-- START Quoted text --

Depending on your perspective, one of the wonderful, or intimidating, or annoying things about the holidays are the decadent recipes that only make an appearance once or twice per year. They’re more involved and thus reserved just for special occasions, a labor of love to bring them to the holiday table for all to enjoy. Take our recipe for croquembouche, for example. Does it take some effort to assemble? It sure does. But wow, does it make a show-stopping and delicious centerpiece!
But that’s part of the allure of such recipes. As with love, absence makes the heart grow fonder. You look forward to the recipe all year, and it becomes intimately associated with a certain holiday or holidays, and all the eager anticipation that goes along with that. The making of the recipe, meanwhile, becomes family ritual alongside other traditions like trimming a Christmas tree. Like Kelli’s extended family, who for decades has gathered ’round the kitchen table to make a mammoth batch of kolachkis that gets slowly but steadily devoured over the course of Advent.

-- END Quoted text --
-- START Entries supplied --

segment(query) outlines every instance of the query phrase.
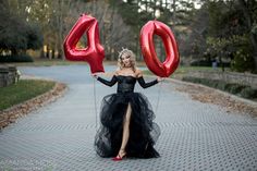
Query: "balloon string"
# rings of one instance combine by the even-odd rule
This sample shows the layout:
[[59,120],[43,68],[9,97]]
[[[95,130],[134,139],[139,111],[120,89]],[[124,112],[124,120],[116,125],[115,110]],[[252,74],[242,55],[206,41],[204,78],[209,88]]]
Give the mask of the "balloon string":
[[97,131],[97,127],[98,127],[98,112],[97,112],[97,99],[96,99],[96,81],[94,78],[94,100],[95,100],[95,114],[96,114],[96,125],[95,125],[95,129]]
[[157,111],[158,111],[158,107],[159,107],[159,101],[160,101],[160,90],[161,90],[161,87],[162,87],[162,82],[163,82],[163,81],[161,81],[161,83],[160,83],[160,85],[159,85],[159,89],[158,89],[157,103],[156,103],[156,113],[157,113]]

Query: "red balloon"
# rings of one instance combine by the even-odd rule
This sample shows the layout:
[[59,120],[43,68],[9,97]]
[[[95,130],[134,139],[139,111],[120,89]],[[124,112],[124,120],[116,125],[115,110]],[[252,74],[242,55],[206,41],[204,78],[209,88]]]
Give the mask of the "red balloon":
[[[166,61],[156,54],[154,35],[161,37],[166,49]],[[140,29],[140,48],[148,69],[158,76],[169,77],[180,63],[178,45],[170,27],[158,21],[149,21]]]
[[[87,47],[77,49],[76,45],[85,32]],[[99,42],[98,22],[95,17],[82,14],[66,36],[63,47],[68,60],[88,62],[91,73],[105,72],[102,66],[105,49]]]

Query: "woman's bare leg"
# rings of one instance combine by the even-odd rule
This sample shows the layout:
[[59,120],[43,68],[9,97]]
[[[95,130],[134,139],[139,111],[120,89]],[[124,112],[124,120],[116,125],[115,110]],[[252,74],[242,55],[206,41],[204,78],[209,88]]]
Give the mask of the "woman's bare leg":
[[126,109],[126,114],[123,121],[122,144],[119,151],[120,157],[123,157],[125,155],[125,147],[130,137],[131,112],[132,112],[131,103],[128,103],[127,109]]

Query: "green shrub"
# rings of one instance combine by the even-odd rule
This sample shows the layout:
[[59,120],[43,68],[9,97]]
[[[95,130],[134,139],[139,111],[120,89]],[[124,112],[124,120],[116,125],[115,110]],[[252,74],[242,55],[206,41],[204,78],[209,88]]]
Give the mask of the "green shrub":
[[0,62],[33,62],[33,58],[28,54],[0,56]]
[[232,61],[232,70],[237,72],[253,72],[255,70],[253,54],[245,50],[245,48],[237,50]]

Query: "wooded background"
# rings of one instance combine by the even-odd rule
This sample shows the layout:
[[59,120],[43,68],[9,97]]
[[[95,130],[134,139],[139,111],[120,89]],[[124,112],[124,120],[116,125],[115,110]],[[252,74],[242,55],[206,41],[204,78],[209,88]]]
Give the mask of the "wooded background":
[[[156,19],[174,33],[181,64],[257,70],[256,0],[0,0],[0,59],[25,58],[29,49],[63,59],[63,40],[82,13],[98,20],[106,60],[117,60],[122,47],[143,60],[139,32]],[[78,46],[86,46],[86,36]],[[163,61],[158,36],[155,46]]]

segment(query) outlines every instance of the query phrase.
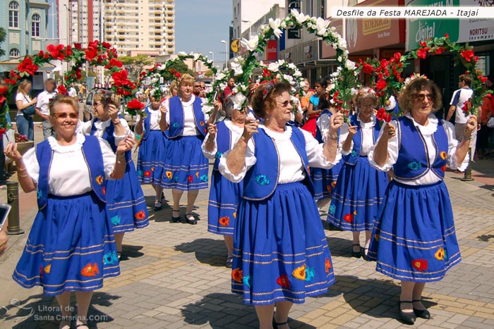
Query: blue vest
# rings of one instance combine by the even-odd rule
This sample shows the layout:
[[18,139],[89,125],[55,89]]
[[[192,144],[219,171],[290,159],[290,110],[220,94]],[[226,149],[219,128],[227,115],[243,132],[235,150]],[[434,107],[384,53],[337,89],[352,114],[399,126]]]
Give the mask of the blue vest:
[[[120,119],[124,120],[122,118],[120,118]],[[92,136],[95,136],[96,133],[97,132],[95,123],[97,122],[99,120],[100,120],[100,119],[95,119],[92,123],[92,125],[91,126],[91,135]],[[114,153],[115,153],[116,151],[116,147],[117,147],[117,145],[115,144],[114,134],[115,134],[115,126],[114,125],[112,122],[110,122],[110,125],[109,125],[108,127],[107,127],[104,129],[102,135],[97,136],[100,138],[108,142],[108,144],[110,144],[110,147],[112,147],[112,149],[113,150]],[[128,162],[131,159],[131,158],[132,158],[132,154],[131,153],[131,151],[127,151],[126,152],[125,152],[126,161]]]
[[436,154],[432,164],[429,161],[426,141],[411,119],[405,116],[398,118],[397,132],[399,152],[398,160],[393,166],[395,178],[402,180],[415,180],[432,170],[438,178],[444,179],[448,142],[442,120],[438,120],[438,129],[433,135]]
[[[253,136],[255,145],[254,152],[257,161],[243,178],[243,198],[248,200],[260,201],[270,197],[278,185],[279,177],[279,156],[275,142],[263,129]],[[313,194],[314,185],[309,178],[307,169],[308,159],[306,151],[306,139],[299,128],[292,128],[290,141],[299,154],[306,172],[306,180]]]
[[[349,154],[343,156],[343,161],[350,166],[355,166],[357,163],[357,159],[360,156],[360,151],[362,148],[363,142],[363,135],[362,130],[360,127],[360,122],[357,120],[358,114],[354,114],[350,118],[350,125],[356,125],[357,127],[357,133],[354,135],[354,148],[351,149],[351,152]],[[374,125],[374,134],[373,135],[373,144],[375,144],[375,141],[379,137],[379,131],[380,127],[379,123],[376,122]]]
[[[170,127],[168,129],[168,138],[176,138],[183,132],[183,108],[180,97],[178,96],[170,98],[169,101]],[[207,129],[204,119],[200,98],[195,97],[195,100],[192,104],[192,108],[193,109],[195,126],[204,137],[206,136]]]
[[[89,168],[90,180],[92,191],[102,201],[106,202],[103,156],[98,139],[94,136],[86,136],[83,144],[83,155]],[[40,164],[40,177],[37,182],[37,206],[42,209],[48,201],[49,175],[52,167],[53,151],[48,140],[44,140],[36,147],[36,158]]]
[[[143,123],[144,124],[144,135],[143,135],[142,139],[145,140],[149,137],[149,133],[151,132],[151,113],[149,111],[149,107],[150,105],[147,106],[144,108],[144,111],[147,114],[147,116],[145,118]],[[164,137],[164,133],[163,133],[163,137]]]
[[219,158],[227,151],[231,149],[234,145],[231,145],[231,132],[228,129],[224,121],[219,121],[216,124],[216,128],[218,132],[216,134],[216,144],[217,151],[216,152],[216,159],[215,160],[214,170],[218,170],[219,165]]

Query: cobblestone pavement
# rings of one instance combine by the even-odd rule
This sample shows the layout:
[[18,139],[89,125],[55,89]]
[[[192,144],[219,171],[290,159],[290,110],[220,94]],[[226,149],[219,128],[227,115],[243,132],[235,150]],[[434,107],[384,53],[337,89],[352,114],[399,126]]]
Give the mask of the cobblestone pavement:
[[[494,328],[494,179],[492,170],[474,176],[476,181],[466,182],[459,180],[462,175],[447,174],[463,260],[444,280],[426,285],[424,304],[433,318],[418,319],[416,328]],[[145,186],[144,192],[152,206],[152,188]],[[0,201],[6,194],[0,191]],[[170,200],[170,192],[165,194]],[[28,232],[37,210],[35,194],[21,193],[20,201],[21,227]],[[197,225],[170,223],[171,206],[165,203],[163,210],[150,211],[148,228],[126,235],[121,275],[105,280],[95,293],[91,328],[256,328],[253,308],[230,292],[224,244],[221,236],[207,232],[207,193],[201,191]],[[183,207],[182,216],[184,211]],[[337,282],[325,295],[295,305],[290,326],[406,328],[396,319],[399,283],[377,273],[375,263],[351,257],[349,232],[326,234]],[[0,307],[5,306],[0,309],[0,327],[56,328],[56,300],[44,297],[39,287],[23,289],[11,279],[27,237],[11,236],[0,259]]]

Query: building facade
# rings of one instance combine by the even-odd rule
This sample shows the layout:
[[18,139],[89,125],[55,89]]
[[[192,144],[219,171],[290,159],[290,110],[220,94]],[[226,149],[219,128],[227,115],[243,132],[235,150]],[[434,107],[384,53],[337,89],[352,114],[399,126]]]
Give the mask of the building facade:
[[174,0],[108,0],[104,39],[119,56],[166,56],[175,51]]
[[[47,1],[0,0],[0,6],[5,8],[0,11],[0,27],[6,32],[5,42],[0,46],[5,51],[1,62],[17,61],[46,47],[49,9]],[[0,70],[11,68],[4,66]]]

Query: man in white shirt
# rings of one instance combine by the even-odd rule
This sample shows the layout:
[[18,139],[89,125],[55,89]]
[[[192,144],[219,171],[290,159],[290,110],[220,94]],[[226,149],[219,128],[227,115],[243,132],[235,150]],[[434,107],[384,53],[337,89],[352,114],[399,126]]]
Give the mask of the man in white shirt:
[[44,82],[44,91],[37,96],[36,103],[36,114],[42,120],[41,124],[43,128],[43,137],[45,139],[50,136],[55,136],[55,130],[53,130],[52,123],[49,122],[49,108],[48,108],[50,101],[56,96],[55,87],[55,80],[47,79]]
[[[449,121],[453,113],[455,113],[454,117],[454,132],[456,133],[457,139],[462,142],[464,138],[464,132],[466,122],[470,118],[470,116],[465,113],[463,111],[463,106],[465,102],[470,99],[474,94],[474,90],[470,88],[471,85],[471,78],[464,74],[459,77],[458,86],[459,89],[455,90],[450,102],[450,111],[447,113],[446,120]],[[471,148],[471,158],[474,159],[475,154],[475,144],[477,142],[477,130],[474,130],[471,134],[470,147]]]

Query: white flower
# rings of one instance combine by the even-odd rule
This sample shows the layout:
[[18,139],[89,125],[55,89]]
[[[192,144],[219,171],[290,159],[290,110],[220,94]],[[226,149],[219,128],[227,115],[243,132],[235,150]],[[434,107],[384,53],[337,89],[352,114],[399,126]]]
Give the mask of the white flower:
[[224,79],[226,77],[227,75],[225,75],[224,73],[218,72],[217,73],[216,73],[216,77],[215,77],[215,79],[217,80],[221,80]]
[[338,48],[342,50],[347,50],[347,40],[343,38],[338,39]]
[[282,34],[283,33],[283,31],[279,30],[279,25],[282,23],[282,20],[279,18],[277,18],[275,20],[273,20],[272,18],[270,18],[269,20],[269,24],[271,28],[273,30],[273,33],[276,36],[277,38],[279,39],[279,37],[282,36]]
[[242,66],[239,64],[238,63],[232,62],[231,63],[230,63],[230,66],[231,67],[231,69],[234,71],[234,75],[236,77],[243,73],[243,71],[242,70]]
[[345,66],[347,66],[347,68],[348,68],[349,70],[353,70],[355,68],[355,62],[353,61],[350,61],[349,59],[347,59]]
[[271,72],[278,72],[279,65],[276,62],[270,63],[267,66],[267,69]]
[[242,40],[240,42],[240,43],[242,44],[242,46],[246,47],[248,51],[252,51],[255,50],[255,49],[258,47],[258,41],[259,37],[257,35],[254,35],[252,36],[248,40],[242,38]]
[[211,113],[213,108],[215,108],[215,107],[212,106],[211,105],[208,105],[206,104],[203,104],[203,113],[205,114]]
[[318,32],[316,32],[315,34],[324,36],[328,26],[330,26],[329,20],[318,17],[318,19],[315,20],[315,30],[317,30]]
[[291,13],[291,15],[295,18],[295,20],[297,21],[299,24],[302,24],[303,22],[307,20],[307,19],[309,18],[308,15],[303,15],[301,13],[299,13],[299,11],[296,9],[291,9],[290,11],[290,13]]

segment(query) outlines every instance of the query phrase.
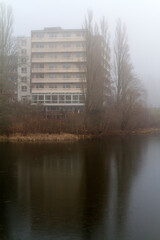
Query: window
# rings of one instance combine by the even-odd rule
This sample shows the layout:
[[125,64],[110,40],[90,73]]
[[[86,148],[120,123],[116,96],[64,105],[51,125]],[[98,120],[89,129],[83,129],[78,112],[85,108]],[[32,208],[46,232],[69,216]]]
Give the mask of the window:
[[35,47],[36,48],[44,48],[44,44],[43,43],[36,43]]
[[65,74],[63,74],[63,78],[71,78],[71,74],[70,73],[65,73]]
[[42,84],[42,83],[39,83],[39,84],[36,84],[36,86],[35,86],[36,88],[44,88],[44,84]]
[[44,68],[44,63],[35,63],[34,68]]
[[46,103],[51,103],[51,95],[46,95],[45,96],[45,102]]
[[21,41],[21,46],[25,47],[26,44],[27,44],[26,40],[22,40],[22,41]]
[[66,95],[66,103],[71,103],[71,95]]
[[56,63],[49,63],[49,68],[57,68],[57,64]]
[[54,84],[54,83],[49,84],[49,88],[57,88],[57,84]]
[[59,103],[64,103],[64,95],[59,95]]
[[73,103],[78,103],[78,95],[73,95]]
[[64,67],[64,68],[70,68],[70,67],[71,67],[71,64],[69,64],[69,63],[63,64],[63,67]]
[[83,43],[82,42],[77,42],[76,47],[83,47]]
[[22,86],[22,87],[21,87],[21,91],[22,91],[22,92],[27,92],[27,86]]
[[27,82],[27,77],[21,77],[21,82],[26,83]]
[[22,54],[22,55],[26,55],[26,54],[27,54],[27,50],[26,50],[26,49],[22,49],[22,50],[21,50],[21,54]]
[[65,83],[65,84],[63,84],[63,88],[71,88],[71,84]]
[[39,98],[38,100],[40,103],[44,102],[44,95],[39,95],[38,98]]
[[36,53],[37,58],[44,58],[44,53]]
[[70,58],[71,54],[70,53],[63,53],[64,58]]
[[21,68],[21,73],[27,73],[27,68]]
[[84,57],[84,53],[80,52],[80,53],[76,53],[77,57]]
[[82,87],[82,84],[80,84],[80,83],[76,84],[76,88],[81,88],[81,87]]
[[82,36],[83,36],[83,33],[82,33],[82,32],[77,32],[76,36],[77,36],[77,37],[82,37]]
[[49,38],[56,38],[57,37],[57,34],[56,33],[49,33]]
[[37,37],[37,38],[43,38],[43,37],[44,37],[44,34],[43,34],[43,33],[36,33],[36,37]]
[[36,78],[44,78],[44,74],[43,73],[36,73]]
[[57,103],[58,101],[58,96],[57,95],[52,95],[52,103]]
[[79,102],[84,103],[84,95],[79,95]]
[[50,58],[57,58],[57,54],[56,54],[56,53],[50,53],[50,54],[49,54],[49,57],[50,57]]
[[37,103],[37,95],[32,95],[32,102]]
[[71,34],[70,33],[63,33],[63,37],[70,37],[71,36]]
[[49,47],[50,48],[56,48],[57,47],[57,43],[49,43]]
[[71,43],[63,43],[63,47],[70,47]]
[[22,63],[27,63],[27,59],[26,58],[22,58]]
[[57,77],[58,77],[58,74],[56,74],[56,73],[49,73],[49,74],[48,74],[48,77],[49,77],[49,78],[57,78]]

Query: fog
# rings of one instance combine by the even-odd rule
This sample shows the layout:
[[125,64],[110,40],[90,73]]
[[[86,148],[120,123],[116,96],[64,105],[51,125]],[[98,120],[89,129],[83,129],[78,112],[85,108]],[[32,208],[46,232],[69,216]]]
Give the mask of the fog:
[[126,24],[132,63],[148,91],[148,103],[160,106],[159,0],[4,0],[13,8],[14,35],[44,27],[81,28],[87,10],[105,16],[111,44],[118,18]]

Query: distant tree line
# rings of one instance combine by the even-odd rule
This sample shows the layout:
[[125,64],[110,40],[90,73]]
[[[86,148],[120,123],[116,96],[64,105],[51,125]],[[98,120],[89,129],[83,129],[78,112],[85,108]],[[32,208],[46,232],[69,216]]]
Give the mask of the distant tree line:
[[42,106],[18,102],[15,98],[17,52],[13,38],[12,9],[0,3],[0,133],[107,134],[110,131],[160,127],[160,111],[149,109],[145,91],[131,63],[125,25],[118,20],[113,51],[109,29],[88,12],[85,34],[85,79],[82,79],[85,108],[81,113],[49,116]]

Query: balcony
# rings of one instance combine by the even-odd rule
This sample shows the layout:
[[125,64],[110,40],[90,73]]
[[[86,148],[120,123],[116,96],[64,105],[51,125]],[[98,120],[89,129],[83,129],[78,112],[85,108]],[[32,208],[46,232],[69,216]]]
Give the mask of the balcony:
[[55,48],[32,48],[32,53],[56,53],[56,52],[84,52],[84,47],[55,47]]
[[36,38],[32,37],[31,42],[84,42],[84,37],[44,37],[44,38]]
[[32,63],[68,63],[68,62],[85,62],[84,57],[69,58],[32,58]]
[[85,72],[84,69],[79,68],[33,68],[32,73],[82,73]]
[[78,88],[32,88],[32,94],[36,93],[83,93],[82,89]]
[[81,83],[80,78],[32,78],[32,83]]

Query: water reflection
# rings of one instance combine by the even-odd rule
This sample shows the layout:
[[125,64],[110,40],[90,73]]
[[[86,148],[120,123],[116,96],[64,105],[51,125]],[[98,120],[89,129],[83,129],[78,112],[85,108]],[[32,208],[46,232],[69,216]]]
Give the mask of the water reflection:
[[0,239],[139,239],[128,217],[152,141],[1,144]]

-- END Entries supplied --

### Written exercise 1
Reproduce the rows verbatim, starting at the line that contains "Query: balcony" and continuing through the final line of the rows, with both of those lines included.
### Written exercise 2
Pick up the text on once-a-year holiday recipes right after its last sentence and keep writing.

### Right answer 1
Query: balcony
# rings of one instance combine by the even-odd rule
This sample shows the layout:
[[125,64],[110,40],[90,73]]
[[[86,148],[120,123],[116,96],[64,105],[51,125]],[[98,120],[89,129],[83,129],[78,112],[85,108]],[[32,208],[46,232],[69,216]]]
Give the mask of the balcony:
[[55,48],[32,48],[32,53],[56,53],[56,52],[84,52],[84,47],[55,47]]
[[36,38],[32,37],[31,42],[84,42],[84,37],[44,37],[44,38]]
[[32,63],[68,63],[68,62],[85,62],[84,57],[69,58],[32,58]]
[[85,72],[84,69],[79,68],[33,68],[32,73],[82,73]]
[[78,88],[32,88],[32,94],[36,93],[83,93],[82,89]]
[[81,83],[80,78],[32,78],[32,83]]

Query: water reflection
# rings of one instance combine by the even-odd rule
This sample shows the layout:
[[125,64],[110,40],[90,73]]
[[[86,148],[120,123],[116,96],[64,105],[51,125]],[[98,120],[89,129],[83,129],[78,112],[85,108]],[[32,208],[46,232],[69,216]]]
Give the mask of the water reflection:
[[0,239],[139,239],[128,217],[152,141],[1,144]]

### Right answer 2
I suspect this new gluten-free recipe for Paris-Brest just might become another annual holiday tradition. Its peculiar name—at least to Americans like us—comes from a famous French bicycle race between those two cities that began in 1890. The pastry was created in 1910 to commemorate the race, and it’s become a widely popular dessert in France since. The pastry is made from pate a choux, and it’s shape resembles a bicycle wheel. But of course, it also looks suspiciously like a wreath, which it makes it perfect for the holidays.
It took many tries for us to get this recipe “right.” Though based on the pate a choux from our croquembouche, that recipe required modification in order for the pastry to hold its shape for this Paris-Brest. Compared to the golf-ball-sized profiteroles of the croquembouche this Paris-Brest has baseball-sized cream puffs! It’s then filled with a chocolate-hazelnut pastry cream, drizzled with chocolate ganache, and topped with chopped hazelnuts and powdered sugar. The result is a surprisingly easy dessert with some serious “wow” factor. Perfect for the holiday table with family gathered ’round.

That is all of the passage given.